## TASK BRIEF
Arrange the data below as a JSON list of strings, with one string for each line and blank lines left out. Leave the pictures out of the list.
* * * *
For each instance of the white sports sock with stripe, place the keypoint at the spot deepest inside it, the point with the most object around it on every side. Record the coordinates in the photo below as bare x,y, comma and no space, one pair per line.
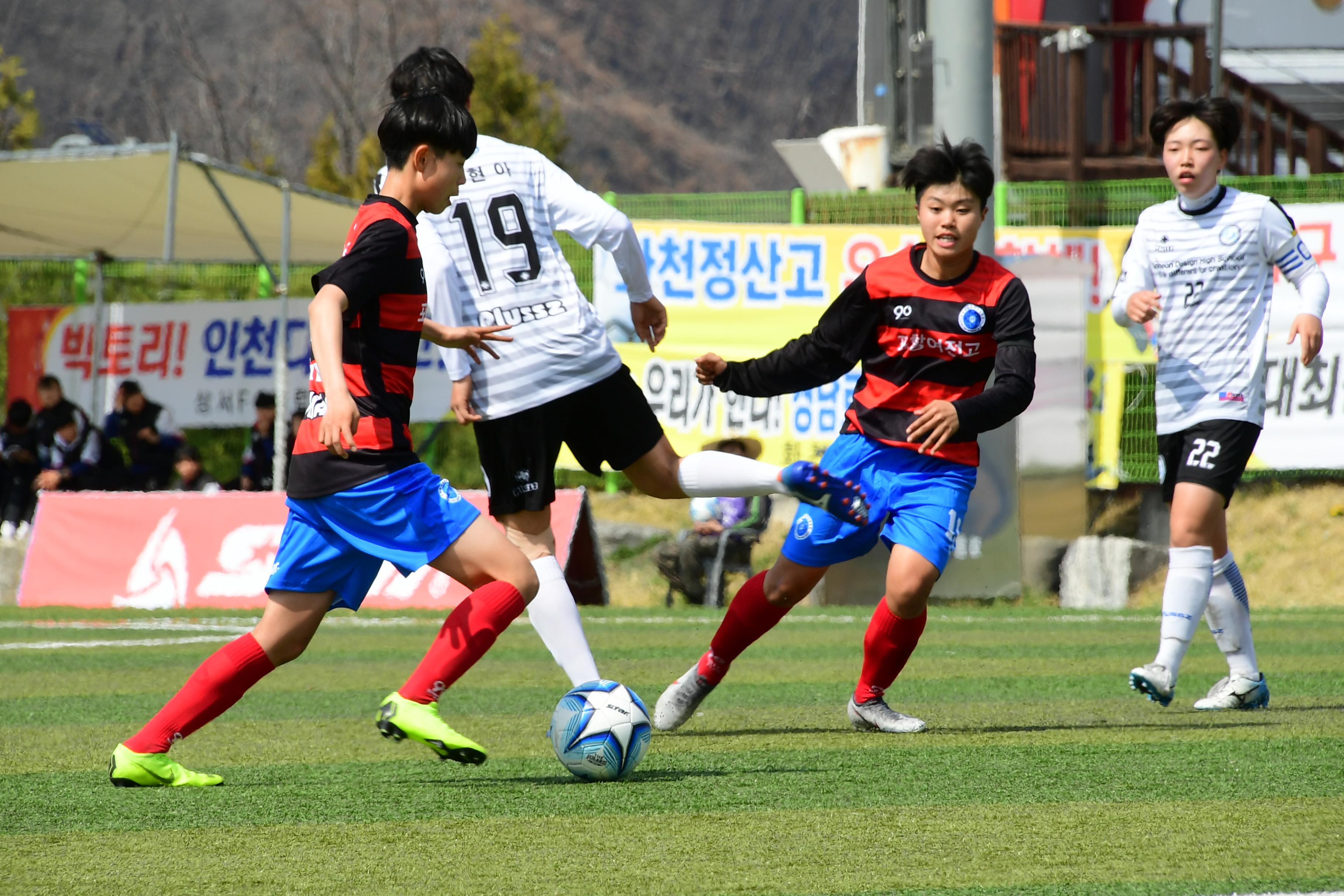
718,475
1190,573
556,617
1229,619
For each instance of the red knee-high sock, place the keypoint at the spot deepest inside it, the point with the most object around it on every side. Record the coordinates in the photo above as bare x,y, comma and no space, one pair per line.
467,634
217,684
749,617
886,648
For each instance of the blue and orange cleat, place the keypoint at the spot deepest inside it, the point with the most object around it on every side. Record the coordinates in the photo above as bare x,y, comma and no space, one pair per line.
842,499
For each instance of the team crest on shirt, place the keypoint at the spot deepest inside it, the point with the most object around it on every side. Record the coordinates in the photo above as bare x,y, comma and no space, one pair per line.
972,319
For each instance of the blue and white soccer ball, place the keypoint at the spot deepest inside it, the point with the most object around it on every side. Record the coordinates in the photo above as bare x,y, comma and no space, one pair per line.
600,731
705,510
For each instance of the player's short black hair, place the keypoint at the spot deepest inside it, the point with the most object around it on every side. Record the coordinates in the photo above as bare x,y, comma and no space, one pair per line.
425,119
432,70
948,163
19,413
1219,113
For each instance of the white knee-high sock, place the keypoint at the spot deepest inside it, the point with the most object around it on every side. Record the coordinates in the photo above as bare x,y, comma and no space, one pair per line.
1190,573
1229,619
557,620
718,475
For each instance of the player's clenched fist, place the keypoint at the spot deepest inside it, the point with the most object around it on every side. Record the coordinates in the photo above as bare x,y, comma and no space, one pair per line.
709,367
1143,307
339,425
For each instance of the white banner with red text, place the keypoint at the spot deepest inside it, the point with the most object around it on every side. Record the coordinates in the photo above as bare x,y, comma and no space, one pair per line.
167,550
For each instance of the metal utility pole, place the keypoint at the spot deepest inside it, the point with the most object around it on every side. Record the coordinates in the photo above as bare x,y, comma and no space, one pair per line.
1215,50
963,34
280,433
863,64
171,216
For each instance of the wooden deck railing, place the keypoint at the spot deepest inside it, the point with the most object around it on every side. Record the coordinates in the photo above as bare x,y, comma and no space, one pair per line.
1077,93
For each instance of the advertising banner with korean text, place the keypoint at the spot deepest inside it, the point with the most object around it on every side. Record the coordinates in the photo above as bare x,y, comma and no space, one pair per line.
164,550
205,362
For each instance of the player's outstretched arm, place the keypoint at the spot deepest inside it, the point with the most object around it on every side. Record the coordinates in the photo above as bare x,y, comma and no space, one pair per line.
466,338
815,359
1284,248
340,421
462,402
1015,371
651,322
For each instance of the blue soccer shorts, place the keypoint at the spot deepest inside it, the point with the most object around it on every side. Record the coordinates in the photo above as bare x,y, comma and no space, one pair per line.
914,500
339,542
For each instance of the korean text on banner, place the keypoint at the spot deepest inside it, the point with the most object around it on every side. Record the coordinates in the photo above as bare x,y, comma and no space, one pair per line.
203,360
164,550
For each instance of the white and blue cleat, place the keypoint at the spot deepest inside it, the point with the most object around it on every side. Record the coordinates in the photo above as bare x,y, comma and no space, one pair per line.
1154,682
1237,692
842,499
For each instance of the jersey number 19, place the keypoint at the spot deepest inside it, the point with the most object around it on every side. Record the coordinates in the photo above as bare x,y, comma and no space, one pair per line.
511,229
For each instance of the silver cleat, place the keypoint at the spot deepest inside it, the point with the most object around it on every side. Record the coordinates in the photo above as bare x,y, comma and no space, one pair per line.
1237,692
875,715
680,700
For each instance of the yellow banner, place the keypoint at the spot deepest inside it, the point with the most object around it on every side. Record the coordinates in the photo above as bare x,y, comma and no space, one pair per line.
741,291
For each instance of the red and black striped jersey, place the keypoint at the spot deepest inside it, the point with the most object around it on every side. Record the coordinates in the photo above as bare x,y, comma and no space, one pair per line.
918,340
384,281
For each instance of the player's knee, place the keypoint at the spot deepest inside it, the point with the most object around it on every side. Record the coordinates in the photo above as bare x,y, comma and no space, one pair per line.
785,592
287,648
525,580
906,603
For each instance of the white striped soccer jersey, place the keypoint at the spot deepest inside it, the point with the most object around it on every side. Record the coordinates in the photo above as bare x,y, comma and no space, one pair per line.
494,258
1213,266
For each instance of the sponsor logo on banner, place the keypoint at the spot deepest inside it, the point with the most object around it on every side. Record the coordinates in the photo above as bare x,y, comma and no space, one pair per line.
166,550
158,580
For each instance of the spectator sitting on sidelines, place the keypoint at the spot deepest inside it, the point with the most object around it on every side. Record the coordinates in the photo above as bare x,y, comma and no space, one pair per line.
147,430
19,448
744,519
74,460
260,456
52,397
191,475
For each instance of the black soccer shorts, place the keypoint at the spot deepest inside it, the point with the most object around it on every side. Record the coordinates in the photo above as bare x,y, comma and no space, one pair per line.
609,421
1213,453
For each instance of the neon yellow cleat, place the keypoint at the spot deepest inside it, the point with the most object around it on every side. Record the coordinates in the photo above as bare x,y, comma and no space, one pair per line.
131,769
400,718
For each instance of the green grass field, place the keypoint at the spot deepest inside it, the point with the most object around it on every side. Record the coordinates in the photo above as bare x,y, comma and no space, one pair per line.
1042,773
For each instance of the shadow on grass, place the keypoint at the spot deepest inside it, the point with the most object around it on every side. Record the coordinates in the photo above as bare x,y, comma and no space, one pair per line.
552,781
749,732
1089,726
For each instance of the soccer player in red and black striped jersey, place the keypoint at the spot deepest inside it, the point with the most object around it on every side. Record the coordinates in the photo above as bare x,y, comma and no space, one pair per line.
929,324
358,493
* * * *
## OUTPUT FOR THIS EXERCISE
[
  "For each instance of the white sports sock with stripe, place the keypoint at the spot deepest inside it, the point with the most object around it on every side. Record the coordinates in the photo below as bare x,y, comma and no space, one pair per line.",
  "718,475",
  "1190,573",
  "556,617",
  "1229,619",
  "For each instance of the red knee-high sock, place the keypoint at the spot deepest inside it, the point with the most object around it on every side. Record the coordinates in the photo above as bare x,y, comma and no space, one pair per line.",
  "467,634",
  "217,684",
  "749,617",
  "886,648",
  "For each instance of the blue and orange cleat, place the keypoint at the spot deepest inside it, the point with the most object around it on every side. Record the coordinates in the photo above as bare x,y, comma and no space, one pair per line.",
  "842,499",
  "For each instance of the team crest on shirt, place the keypoint at the spot deepest inside it, the point with the most object around it on every side. Record the coordinates in the photo above as bare x,y, comma and no space, one pair per line.",
  "972,319",
  "For each instance of the blue and white soccer ball, place the keypoint at the spot deepest inside it, the point with the most object around it on every side. Record the coordinates in the photo above as bare x,y, comma and no space, one pair per line.",
  "600,731",
  "705,510",
  "For each instance of the player's short black hair, place the keypoint at the spot deepest inside it, the point with the most object around it on every side. Record the coordinates in the photo above as bare x,y, comma and no space, one pair per line.",
  "425,119",
  "432,70",
  "948,163",
  "19,413",
  "1219,113",
  "For each instance of the white knee-high sock, place the keypoint at the spot deepest inside it, the point with the most object around it on every side. Record the coordinates in the photo above as bare x,y, comma and no space, one pair per line.",
  "1190,573",
  "1229,619",
  "557,620",
  "718,475",
  "For each instance of the player's clenched fist, place the keypoint at the spot deepest inside it, the point with the most object around it on every side. Record the coordinates in the photo above as bare x,y, comma and no space, one pair per line.",
  "709,367",
  "1143,307",
  "339,425",
  "For each instance of the white banner with red text, place the keypoint at the spot deepest inside it, the point with the most object around it on every side. Record the coordinates in the photo above as bare x,y, comma and no space, one pair per line.",
  "167,550",
  "For each instance of the metal utility pole, place the keypoint at the spot deepest inside it, the point with the most object around it on every side. Record the coordinates in the photo above as bare x,y, comma and no space, one pair per line.",
  "1215,50",
  "963,34",
  "280,433",
  "863,64",
  "171,216",
  "For each instance of the wooden deck railing, place the keypoint at the spot deepest inside it, the point with the most object around it on every side. Record the coordinates in the photo above as bare x,y, comma and no space, one pair per line.",
  "1077,93",
  "For each instance of the advertising banner with korean text, place the keypoint at the spot deepest inside it, the point with the most object around it on every side. Record the coordinates in the photo above as bare x,y, comma and no space, one pair per line.",
  "164,550",
  "205,362",
  "For each instance of the player's outstretched arm, place the keypoint at the spot deepest inside it, the point with the most object around it on every side. Record the coordinates in the photo above as bare x,y, comma and no space, one pair per line.",
  "466,338",
  "815,359",
  "1284,248",
  "340,421",
  "462,402",
  "1015,371",
  "651,322",
  "For each instance of the blue soccer shorts, place the keypoint at the spot deepest inside it, the point with the most object around it on every side. Record the coordinates in the photo above as bare x,y, comma and no space, one pair per line.",
  "914,500",
  "339,542",
  "For each instance of the korean text on banner, place the keypoint at the spot deepest inside it, the point with the most object around it on every side. Record the coordinates in the photo above as bare x,y, comma and no space, one pair per line.",
  "203,360",
  "164,550",
  "For each instance of the white and blue cleat, place the keypoint at the spot deepest inside it, the point with the most object around it on every side. Record the coordinates in the photo above as bare x,y, comma and no space, one pair per line.",
  "1154,682",
  "1237,692",
  "842,499",
  "For each instance of the jersey number 19, place the keypoint at the spot deepest inside it, the point with the most object around it on every side. Record the coordinates in the photo above as bare x,y, comma and no space, one pair per line.",
  "511,229",
  "For each instance of the silver cleat, place the keypoint at the spot deepest inside it, the point with the most object around it on every side. Record the coordinates in the photo above as bare x,y, comma and no space, one pair per line.",
  "1237,692",
  "875,715",
  "680,700",
  "For each instance of the yellow banner, place the keypoint at the spot deepest inside it, the point with the most object around it on every side. Record the coordinates in the photo above as bare x,y, comma and no space, one pair per line.",
  "741,291",
  "For each instance of the red and black striped jersey, place the keypoint at the spot deepest inside it, the point with the most object around it on every side. Record the coordinates in the photo above as bare x,y, comma and no space, one pair per line.",
  "918,340",
  "384,281",
  "For each instance of the player's knee, place the keypoint at the spot deepest inside it, the point with the most object around it on every side. Record the coordinates in the photo above as bare x,y, comma and no space, one pair per line.",
  "785,592",
  "287,648",
  "525,580",
  "906,603",
  "For each instance of the white striped soccer jersey, place the keypoint at the spot deepest inside it, the point with the most object around it on every side. Record the coordinates in the photo above as bare x,y, comma and no space, one pair per line.",
  "494,258",
  "1213,266",
  "For each instance of the sponsor logo on banner, place the keypoint at the spot deepest inside it, the point with the most object around it on every side. Record the coordinates in the photo above as bare x,y, comma and no space, one pair per line.",
  "166,550",
  "158,580",
  "For each instance of the spectator sitting on sidelines, place the keypoint at the spot deepest inside it, the point with the most object around it on every side. Record the coordinates in the photo above as bare x,y, comma and no space, one pair per line.",
  "147,430",
  "19,448",
  "744,519",
  "74,460",
  "260,456",
  "52,397",
  "191,475",
  "For each instance of the black soccer shorts, place the keypoint at the spot deepest inside it, the point with the most object around it on every side. Record the coordinates in the photo above as bare x,y, comma and no space, one pair per line.",
  "609,421",
  "1213,453",
  "For each instance of the neon yellow cleat, place the keypoint at the spot deepest inside it, the point with the most object around it on every side. Record the coordinates in the photo above as bare x,y, comma and no space, one pair per line.",
  "131,769",
  "400,718",
  "For each instance of the green grass field, place the keypoint at the spot deepest inside it, the point with the most object around it on every side. Record the coordinates in the photo above as bare x,y, comma and no space, one pair per line.",
  "1042,773",
  "For each instance of the shadow on grass, place the keypoint at the spot deepest inside it, the point with the most object around it on every side. Record the coordinates in the photo above as bare x,y, comma and no space, one pair per line.",
  "552,781",
  "749,732",
  "1089,726",
  "For each instance of the soccer player in red and black striped jersey, place the keypoint at the spot deepest inside it, the point with the most object around it on every side. Record the coordinates in the photo above as bare x,y, comma and no space, one pair per line.",
  "929,324",
  "358,493"
]